◆ WORK TASK:
Among the lines of data below, reproduce only those from the one with "Show me the reflection" through the one with "Show me the brown blurred", exactly as they stand, both ends included.

◆ RECORD SET:
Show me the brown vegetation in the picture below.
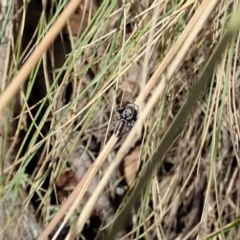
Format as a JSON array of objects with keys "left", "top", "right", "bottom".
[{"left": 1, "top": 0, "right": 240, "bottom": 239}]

--

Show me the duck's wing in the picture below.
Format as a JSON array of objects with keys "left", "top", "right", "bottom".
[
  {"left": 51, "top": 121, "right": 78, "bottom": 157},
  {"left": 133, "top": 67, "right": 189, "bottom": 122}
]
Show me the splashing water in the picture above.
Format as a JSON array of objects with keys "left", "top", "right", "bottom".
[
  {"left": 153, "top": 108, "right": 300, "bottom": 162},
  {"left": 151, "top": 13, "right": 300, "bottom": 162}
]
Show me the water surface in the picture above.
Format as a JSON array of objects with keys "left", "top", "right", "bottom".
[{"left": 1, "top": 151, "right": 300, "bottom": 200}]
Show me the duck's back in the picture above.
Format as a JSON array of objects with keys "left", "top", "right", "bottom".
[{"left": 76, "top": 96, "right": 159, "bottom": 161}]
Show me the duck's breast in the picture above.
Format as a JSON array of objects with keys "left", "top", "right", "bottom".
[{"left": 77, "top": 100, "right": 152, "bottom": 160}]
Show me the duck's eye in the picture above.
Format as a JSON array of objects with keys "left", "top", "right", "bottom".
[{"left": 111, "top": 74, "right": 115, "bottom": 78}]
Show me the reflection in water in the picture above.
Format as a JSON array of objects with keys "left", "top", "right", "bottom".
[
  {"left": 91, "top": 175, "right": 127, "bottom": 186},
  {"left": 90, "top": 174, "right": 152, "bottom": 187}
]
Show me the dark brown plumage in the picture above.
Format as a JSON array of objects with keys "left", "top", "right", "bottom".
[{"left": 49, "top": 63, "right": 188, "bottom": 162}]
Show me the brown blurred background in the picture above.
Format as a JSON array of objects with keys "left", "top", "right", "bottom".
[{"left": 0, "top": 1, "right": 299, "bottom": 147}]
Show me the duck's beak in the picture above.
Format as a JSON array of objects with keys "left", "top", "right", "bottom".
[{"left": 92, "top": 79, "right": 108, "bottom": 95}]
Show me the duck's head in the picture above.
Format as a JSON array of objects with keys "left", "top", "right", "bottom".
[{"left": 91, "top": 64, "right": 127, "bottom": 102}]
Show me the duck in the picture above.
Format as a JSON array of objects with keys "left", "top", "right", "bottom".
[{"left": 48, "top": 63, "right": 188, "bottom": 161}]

◆ WRITTEN REPLY:
Show me the reflection in water in the picture above.
Format as a JSON array of objects with keys "left", "top", "right", "bottom".
[
  {"left": 91, "top": 175, "right": 127, "bottom": 186},
  {"left": 90, "top": 174, "right": 152, "bottom": 187}
]
Show me the dark brown plumage in the picture above.
Format as a JSON array of objects with keys "left", "top", "right", "bottom".
[{"left": 49, "top": 63, "right": 188, "bottom": 162}]
Show me the brown blurred background in the picture above.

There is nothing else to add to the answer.